─── AVAILABLE DATA ───

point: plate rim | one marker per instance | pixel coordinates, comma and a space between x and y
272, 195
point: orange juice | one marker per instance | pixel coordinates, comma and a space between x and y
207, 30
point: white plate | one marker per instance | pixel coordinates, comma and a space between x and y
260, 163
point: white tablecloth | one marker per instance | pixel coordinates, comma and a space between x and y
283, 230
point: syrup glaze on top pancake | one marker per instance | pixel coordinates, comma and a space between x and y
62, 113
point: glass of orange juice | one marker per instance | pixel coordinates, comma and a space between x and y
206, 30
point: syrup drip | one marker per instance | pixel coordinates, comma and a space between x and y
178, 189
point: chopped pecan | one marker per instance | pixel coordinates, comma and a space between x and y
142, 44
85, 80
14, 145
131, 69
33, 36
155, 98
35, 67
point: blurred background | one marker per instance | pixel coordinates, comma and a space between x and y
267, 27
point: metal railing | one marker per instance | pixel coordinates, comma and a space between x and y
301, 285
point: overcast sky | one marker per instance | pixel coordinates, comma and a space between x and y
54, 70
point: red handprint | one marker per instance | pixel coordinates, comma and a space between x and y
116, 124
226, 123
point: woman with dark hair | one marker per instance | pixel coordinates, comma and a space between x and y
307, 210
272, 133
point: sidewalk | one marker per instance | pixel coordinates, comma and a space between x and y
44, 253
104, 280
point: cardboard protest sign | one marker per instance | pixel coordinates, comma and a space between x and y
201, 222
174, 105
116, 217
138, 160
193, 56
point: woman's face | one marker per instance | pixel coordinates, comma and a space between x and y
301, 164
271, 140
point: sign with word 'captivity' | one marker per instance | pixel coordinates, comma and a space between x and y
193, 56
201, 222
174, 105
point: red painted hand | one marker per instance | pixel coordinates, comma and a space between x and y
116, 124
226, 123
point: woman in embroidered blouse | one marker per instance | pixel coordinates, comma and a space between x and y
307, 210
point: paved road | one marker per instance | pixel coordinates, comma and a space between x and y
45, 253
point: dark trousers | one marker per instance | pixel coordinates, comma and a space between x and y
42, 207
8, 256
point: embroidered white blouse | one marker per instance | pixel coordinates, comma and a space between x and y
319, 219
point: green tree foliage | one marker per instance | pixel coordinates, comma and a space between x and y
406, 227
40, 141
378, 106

───
─── AVAILABLE DATA ───

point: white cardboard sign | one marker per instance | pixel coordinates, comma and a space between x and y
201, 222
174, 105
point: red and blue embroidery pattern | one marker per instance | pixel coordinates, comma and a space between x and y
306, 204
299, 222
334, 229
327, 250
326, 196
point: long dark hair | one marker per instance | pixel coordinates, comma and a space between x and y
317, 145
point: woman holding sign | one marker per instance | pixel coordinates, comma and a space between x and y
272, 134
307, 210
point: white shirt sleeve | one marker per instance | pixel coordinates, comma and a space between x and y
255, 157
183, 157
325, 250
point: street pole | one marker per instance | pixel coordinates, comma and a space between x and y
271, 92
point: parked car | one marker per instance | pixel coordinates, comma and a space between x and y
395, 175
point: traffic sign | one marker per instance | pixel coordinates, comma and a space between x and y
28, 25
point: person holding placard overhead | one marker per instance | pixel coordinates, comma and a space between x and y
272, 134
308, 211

───

PROBLEM: Which lines in the data above contain the string "dark"? Report every such line in full, and treat uppercase and lowercase letters as different.

ANSWER TO THE PROBLEM:
point: woman with dark hair | one marker per instance | pixel coordinates, comma and a space between x and y
point: dark trousers | one marker per instance | pixel coordinates, comma and a space between x and y
point: long dark hair | one marker per instance | pixel coordinates, comma and a space between x and y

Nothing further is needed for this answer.